The three-dimensional chromatin structure and associated gene expression suggested that the putative superenhancer region is part of the HOXA regulatory landscape35,36. To determine if this region is indeed important for anterior HOXA gene expression we set out to remove this region from the genome and examine its effects on gene expression in hESCs and CNCCs (Fig. 4a). Removal of small enhancer modules has frequently resulted in minimal effects on gene expression and mice with very mild phenotypes18,37. Even the disruption of large gene deserts has been reported to result in mice that are overtly normal15,20,38. More recently deletion of ultraconserved enhancer modules required multiple perturbations before a robust phenotype can be observed, suggesting that at minimum, pairs of enhancers may need to be disrupted to understand their function. Within the ncCSSEs of the chromosome 7 gene desert, there are as many as 215 individual enhancer modules in human craniofacial tissue. In our model system of H9 hESC-derived CNCCs, we found 72 individual enhancer modules in this locus. Creating all pairwise combinations of enhancer segment deletions in cell culture of only the CNCC enhancers in this region would require 2556 unique clones to study in this fashion. Therefore, we chose to make a single deletion of the ~625 kb span between NPVF and MIR148A in H9 hESCs and differentiate to CNCCs.

» **MATERIAL PROVIDED**:
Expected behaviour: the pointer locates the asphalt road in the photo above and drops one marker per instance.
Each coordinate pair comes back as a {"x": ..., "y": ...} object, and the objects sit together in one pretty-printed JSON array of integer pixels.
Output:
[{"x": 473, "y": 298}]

» **WORK INSTRUCTION 1**:
Rewrite the paragraph starting "The three-dimensional chromatin structure" from the passage on the HOXA superenhancer deletion as a short bulleted list, keeping its main facts.
» **WORK INSTRUCTION 2**:
Write the next part of the passage on the HOXA superenhancer deletion, starting after its last sentence.
The material comes from a separate source.

» **RESPONSE AREA 1**:
- Chromatin structure and gene expression suggested the putative superenhancer region belongs to the HOXA regulatory landscape.
- To test its importance for anterior HOXA gene expression, the authors set out to delete the region and study the effects in hESCs and CNCCs.
- Earlier work found that removing small enhancer modules often had minimal effects on gene expression and gave mice very mild phenotypes.
- Even disrupting large gene deserts has been reported to produce mice that are overtly normal.
- Deleting ultraconserved enhancer modules needed multiple perturbations before a robust phenotype appeared, suggesting at least pairs of enhancers may need disrupting.
- The chromosome 7 gene desert holds as many as 215 enhancer modules in human craniofacial tissue, and 72 in H9 hESC-derived CNCCs.
- Deleting every pair of the CNCC enhancers would require 2556 unique clones.
- Instead, the authors made one deletion of the ~625 kb span between NPVF and MIR148A in H9 hESCs and differentiated the cells to CNCCs.

» **RESPONSE AREA 2**:
Fig. 4: Editing of hESCs resulted in inversion of superenhancer target.
figure 4

Method of genome editing H9 cells (a). Location of guide RNAs gRNA1 and gRNA6 relative to the WT orientation (b). CTCF motifs are shown in color by orientation, blue forward and red reverse. Screening strategy for determining whether clones are heterozygous for the 1/6 deletion and determining if a clone contains an inversion of the targeted region, orientation of hemizygous inversion clone is shown (c). HiC interactions in H9-derived CNCCs from WT (d- left panel) and clone with hemizygous inversion (d- right panel). The HiC plot made for INV used alignment to a custom version of the hg19 genome with the specific inversion on chromosome 7 introduced. Strong contacts in WT CNCCs are marked in the left panel with light blue boxes. Novel contacts created by inversion are marked in the right panel with red arrows.

When creating a deletion of such size, attention must be paid to the potential effect on regional three-dimensional chromatin structure. Disruption of TAD boundaries has been shown to result in ectopic expression of genes in the newly formed TADs39,40,41,42, but the effects of removing an entire TAD have been less clear. We hypothesized that removal of the entire TAD containing the superenhancer might not create new TADs or alter larger chromosome architecture and could allow us to identify the specific regulatory outputs of this region. To achieve such a scenario, we aimed to identify sites for cutting by Cas9 that were outside both boundaries of the TAD.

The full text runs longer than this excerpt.